## Your instructions
Repeat the listing below line by line, exactly, leaving its pictures behind.

## Listed records
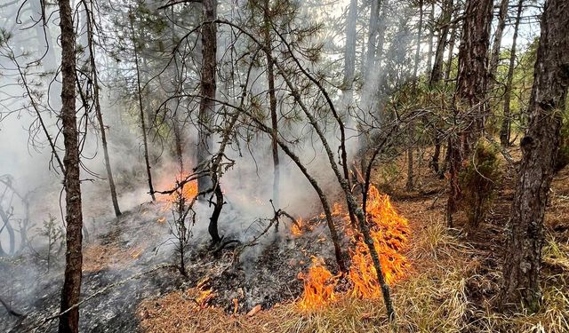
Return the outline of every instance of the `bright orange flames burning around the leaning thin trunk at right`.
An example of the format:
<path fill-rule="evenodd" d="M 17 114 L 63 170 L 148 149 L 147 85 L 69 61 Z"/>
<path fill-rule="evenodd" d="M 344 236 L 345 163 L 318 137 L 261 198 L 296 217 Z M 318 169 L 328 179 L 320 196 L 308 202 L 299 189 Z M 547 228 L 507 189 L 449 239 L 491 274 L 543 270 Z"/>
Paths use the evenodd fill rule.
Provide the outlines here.
<path fill-rule="evenodd" d="M 347 279 L 351 282 L 348 295 L 358 298 L 381 297 L 381 286 L 373 266 L 372 257 L 364 242 L 364 237 L 353 226 L 349 218 L 341 211 L 340 204 L 334 204 L 336 216 L 343 215 L 345 231 L 352 242 L 349 250 L 351 266 Z M 375 250 L 380 256 L 381 270 L 387 283 L 392 283 L 405 276 L 409 262 L 401 250 L 405 249 L 410 234 L 409 222 L 399 216 L 391 205 L 387 194 L 380 194 L 374 186 L 370 187 L 367 202 L 367 218 Z M 335 299 L 334 288 L 340 275 L 334 276 L 324 266 L 324 260 L 313 258 L 313 266 L 308 274 L 299 274 L 304 280 L 304 293 L 299 305 L 303 309 L 314 309 Z"/>

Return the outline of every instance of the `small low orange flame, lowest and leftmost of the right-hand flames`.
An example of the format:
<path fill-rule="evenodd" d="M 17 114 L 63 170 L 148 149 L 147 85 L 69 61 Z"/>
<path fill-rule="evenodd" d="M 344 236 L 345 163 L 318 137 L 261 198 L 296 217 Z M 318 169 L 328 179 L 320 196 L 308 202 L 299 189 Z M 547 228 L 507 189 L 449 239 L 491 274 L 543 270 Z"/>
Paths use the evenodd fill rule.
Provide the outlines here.
<path fill-rule="evenodd" d="M 312 257 L 308 274 L 299 274 L 304 281 L 304 293 L 299 306 L 301 309 L 320 308 L 336 299 L 335 291 L 340 275 L 333 275 L 325 267 L 322 258 Z"/>

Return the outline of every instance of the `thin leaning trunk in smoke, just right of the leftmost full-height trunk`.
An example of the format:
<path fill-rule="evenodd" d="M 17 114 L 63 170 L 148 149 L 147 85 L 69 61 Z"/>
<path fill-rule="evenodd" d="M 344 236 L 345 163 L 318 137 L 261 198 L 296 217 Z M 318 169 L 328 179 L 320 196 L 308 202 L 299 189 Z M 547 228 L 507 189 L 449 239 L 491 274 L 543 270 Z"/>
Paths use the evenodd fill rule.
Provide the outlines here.
<path fill-rule="evenodd" d="M 93 92 L 93 102 L 95 104 L 95 115 L 97 116 L 97 122 L 100 128 L 100 141 L 103 147 L 103 155 L 105 158 L 105 169 L 107 170 L 108 187 L 110 190 L 111 202 L 113 202 L 113 210 L 115 210 L 115 216 L 119 217 L 121 215 L 121 210 L 118 206 L 118 199 L 116 198 L 116 186 L 115 178 L 113 178 L 113 170 L 110 166 L 110 157 L 108 155 L 108 144 L 107 144 L 107 133 L 105 130 L 105 123 L 103 122 L 103 115 L 100 111 L 100 95 L 99 95 L 99 75 L 97 74 L 97 65 L 95 64 L 95 48 L 92 42 L 93 31 L 92 31 L 92 7 L 88 8 L 87 4 L 91 4 L 91 1 L 84 2 L 85 8 L 85 18 L 87 26 L 87 45 L 89 47 L 89 62 L 91 65 L 91 75 L 92 75 L 92 92 Z"/>

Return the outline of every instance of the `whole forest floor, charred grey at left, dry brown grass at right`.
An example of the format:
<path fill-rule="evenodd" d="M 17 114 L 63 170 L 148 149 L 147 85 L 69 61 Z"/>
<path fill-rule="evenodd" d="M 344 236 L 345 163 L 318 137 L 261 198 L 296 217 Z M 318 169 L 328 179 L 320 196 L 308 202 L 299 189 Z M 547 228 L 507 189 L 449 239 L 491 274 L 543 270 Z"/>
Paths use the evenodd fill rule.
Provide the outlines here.
<path fill-rule="evenodd" d="M 520 157 L 516 148 L 510 154 Z M 395 324 L 387 321 L 381 298 L 359 299 L 339 291 L 332 303 L 317 310 L 299 306 L 303 285 L 297 274 L 308 269 L 311 256 L 333 266 L 321 218 L 308 219 L 301 236 L 281 226 L 240 262 L 231 250 L 213 254 L 205 242 L 195 244 L 188 254 L 188 279 L 183 279 L 176 268 L 164 265 L 172 263 L 172 254 L 156 247 L 168 234 L 169 226 L 159 222 L 164 212 L 145 204 L 100 226 L 104 232 L 93 232 L 85 246 L 83 292 L 84 297 L 95 296 L 81 306 L 82 330 L 569 332 L 569 168 L 557 174 L 551 188 L 541 274 L 543 308 L 535 314 L 500 313 L 496 305 L 515 166 L 502 161 L 503 178 L 477 230 L 465 226 L 464 214 L 457 214 L 456 227 L 448 229 L 447 181 L 429 170 L 428 159 L 429 151 L 415 155 L 413 191 L 405 189 L 405 159 L 383 163 L 373 174 L 373 183 L 389 194 L 411 228 L 404 253 L 410 265 L 391 285 Z M 38 259 L 0 261 L 0 278 L 14 281 L 9 289 L 0 285 L 0 294 L 12 295 L 12 306 L 27 314 L 17 319 L 0 312 L 0 330 L 56 328 L 55 321 L 43 321 L 57 313 L 61 267 L 30 274 L 22 267 L 31 261 Z"/>

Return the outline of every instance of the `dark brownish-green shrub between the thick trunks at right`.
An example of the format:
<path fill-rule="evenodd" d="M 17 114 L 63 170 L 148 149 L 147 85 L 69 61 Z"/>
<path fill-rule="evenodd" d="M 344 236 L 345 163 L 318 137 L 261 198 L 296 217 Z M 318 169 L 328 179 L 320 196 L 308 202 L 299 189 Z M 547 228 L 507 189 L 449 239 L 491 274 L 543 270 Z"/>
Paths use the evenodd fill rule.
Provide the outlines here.
<path fill-rule="evenodd" d="M 493 201 L 501 178 L 501 161 L 495 147 L 480 140 L 474 155 L 461 172 L 461 204 L 466 208 L 469 226 L 478 226 Z"/>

## Reply to the task
Return the outline of every instance of the `bright orange flames burning around the leaning thin trunk at right`.
An example of the format:
<path fill-rule="evenodd" d="M 17 114 L 63 170 L 148 149 L 147 85 L 69 61 Z"/>
<path fill-rule="evenodd" d="M 344 236 L 345 163 L 318 137 L 261 198 L 296 217 Z M 318 169 L 328 179 L 320 196 L 308 202 L 299 189 Z M 547 228 L 507 189 L 449 239 L 491 274 L 543 270 Z"/>
Paths use the evenodd fill rule.
Provide the outlines here.
<path fill-rule="evenodd" d="M 347 279 L 351 282 L 348 295 L 358 298 L 381 297 L 381 286 L 373 266 L 372 257 L 364 242 L 364 237 L 353 226 L 349 218 L 341 211 L 340 204 L 334 204 L 336 216 L 343 215 L 345 231 L 352 242 L 349 250 L 351 266 Z M 375 250 L 380 256 L 381 270 L 387 283 L 392 283 L 405 276 L 409 262 L 401 250 L 405 249 L 410 234 L 409 222 L 399 216 L 391 205 L 387 194 L 380 194 L 374 186 L 370 187 L 367 202 L 367 218 Z M 335 299 L 334 288 L 340 275 L 334 276 L 324 266 L 324 260 L 313 258 L 313 266 L 308 274 L 299 274 L 304 280 L 304 293 L 299 305 L 303 309 L 314 309 Z"/>

Return the outline of every instance of the `small low orange flame, lowest and leftmost of the right-hand flames`.
An example of the format:
<path fill-rule="evenodd" d="M 17 114 L 63 170 L 148 149 L 147 85 L 69 61 Z"/>
<path fill-rule="evenodd" d="M 344 236 L 345 163 L 318 137 L 261 198 L 296 217 Z M 318 169 L 328 179 L 320 196 L 308 202 L 299 189 Z M 547 228 L 507 189 L 449 239 L 491 274 L 543 270 Z"/>
Paths use the evenodd fill rule.
Provide the outlines here.
<path fill-rule="evenodd" d="M 312 257 L 308 274 L 299 274 L 304 281 L 304 293 L 299 306 L 301 309 L 320 308 L 336 299 L 335 291 L 340 275 L 333 275 L 325 267 L 322 258 Z"/>

Return the outline of every instance of the `thin leaning trunk in smoke, just right of the leftmost full-height trunk`.
An example of the format:
<path fill-rule="evenodd" d="M 17 114 L 63 170 L 148 149 L 147 85 L 69 61 Z"/>
<path fill-rule="evenodd" d="M 344 236 L 345 163 L 318 137 L 261 198 L 296 217 Z M 318 169 L 328 179 L 320 196 L 308 202 L 299 189 Z M 547 228 L 507 189 L 449 239 L 491 274 L 543 270 Z"/>
Paths use the evenodd fill rule.
Provide the outlines here.
<path fill-rule="evenodd" d="M 93 92 L 93 102 L 95 104 L 95 115 L 97 116 L 97 122 L 100 128 L 100 141 L 103 147 L 103 155 L 105 158 L 105 169 L 107 170 L 108 187 L 110 190 L 111 202 L 113 202 L 113 210 L 115 210 L 115 216 L 119 217 L 121 215 L 121 210 L 118 206 L 118 199 L 116 198 L 116 186 L 115 178 L 113 178 L 113 170 L 110 166 L 110 157 L 108 155 L 108 144 L 107 144 L 107 133 L 105 130 L 105 123 L 103 122 L 103 115 L 100 111 L 100 95 L 99 95 L 99 75 L 97 74 L 97 65 L 95 64 L 95 48 L 92 42 L 93 31 L 92 31 L 92 7 L 88 8 L 87 4 L 91 4 L 91 1 L 84 2 L 85 8 L 85 18 L 87 26 L 87 45 L 89 47 L 89 62 L 91 65 L 91 75 L 92 75 L 92 92 Z"/>

Return the outline of every instance of the `whole forest floor, charred grey at left, dry brown grass at right`.
An example of the format:
<path fill-rule="evenodd" d="M 17 114 L 63 170 L 148 149 L 147 85 L 69 61 Z"/>
<path fill-rule="evenodd" d="M 344 236 L 345 163 L 318 137 L 261 198 L 296 217 Z M 318 169 L 328 179 L 320 196 L 308 202 L 299 189 Z M 547 228 L 507 189 L 449 239 L 491 274 L 543 270 Z"/>
Paths use the evenodd fill rule.
Provide the outlines here.
<path fill-rule="evenodd" d="M 520 157 L 516 148 L 510 154 Z M 395 324 L 387 321 L 381 298 L 359 299 L 339 291 L 332 303 L 317 310 L 299 306 L 303 285 L 297 274 L 308 269 L 311 256 L 333 266 L 321 218 L 308 219 L 301 236 L 281 226 L 240 262 L 231 250 L 213 254 L 205 242 L 195 244 L 188 254 L 188 279 L 183 279 L 176 268 L 164 265 L 172 263 L 172 254 L 156 247 L 168 234 L 169 226 L 159 222 L 164 212 L 145 204 L 100 226 L 104 232 L 93 232 L 85 246 L 83 292 L 84 297 L 95 296 L 81 306 L 82 330 L 569 332 L 569 168 L 557 174 L 551 188 L 541 274 L 543 308 L 535 314 L 500 313 L 496 305 L 515 166 L 502 161 L 503 178 L 477 230 L 465 226 L 464 214 L 457 214 L 456 227 L 448 229 L 447 181 L 429 170 L 428 159 L 429 151 L 415 155 L 413 191 L 405 189 L 405 159 L 383 163 L 373 174 L 373 183 L 389 194 L 411 228 L 404 253 L 410 265 L 391 285 Z M 38 259 L 0 261 L 0 278 L 14 281 L 9 289 L 0 285 L 0 294 L 12 295 L 12 306 L 27 314 L 17 319 L 0 312 L 0 330 L 56 328 L 55 321 L 43 321 L 57 313 L 61 267 L 30 274 L 22 267 L 31 261 Z"/>

Return the outline of every instance of the `dark brownish-green shrub between the thick trunks at right`.
An example of the format:
<path fill-rule="evenodd" d="M 17 114 L 63 170 L 148 149 L 147 85 L 69 61 Z"/>
<path fill-rule="evenodd" d="M 344 236 L 345 163 L 318 137 L 261 198 L 296 217 Z M 318 169 L 328 179 L 320 196 L 308 202 L 299 189 Z M 547 228 L 507 189 L 449 239 L 491 274 L 543 270 Z"/>
Paths use the evenodd fill rule.
Provide the outlines here.
<path fill-rule="evenodd" d="M 493 201 L 501 178 L 501 161 L 495 147 L 480 140 L 474 155 L 461 172 L 461 204 L 466 208 L 469 226 L 478 226 Z"/>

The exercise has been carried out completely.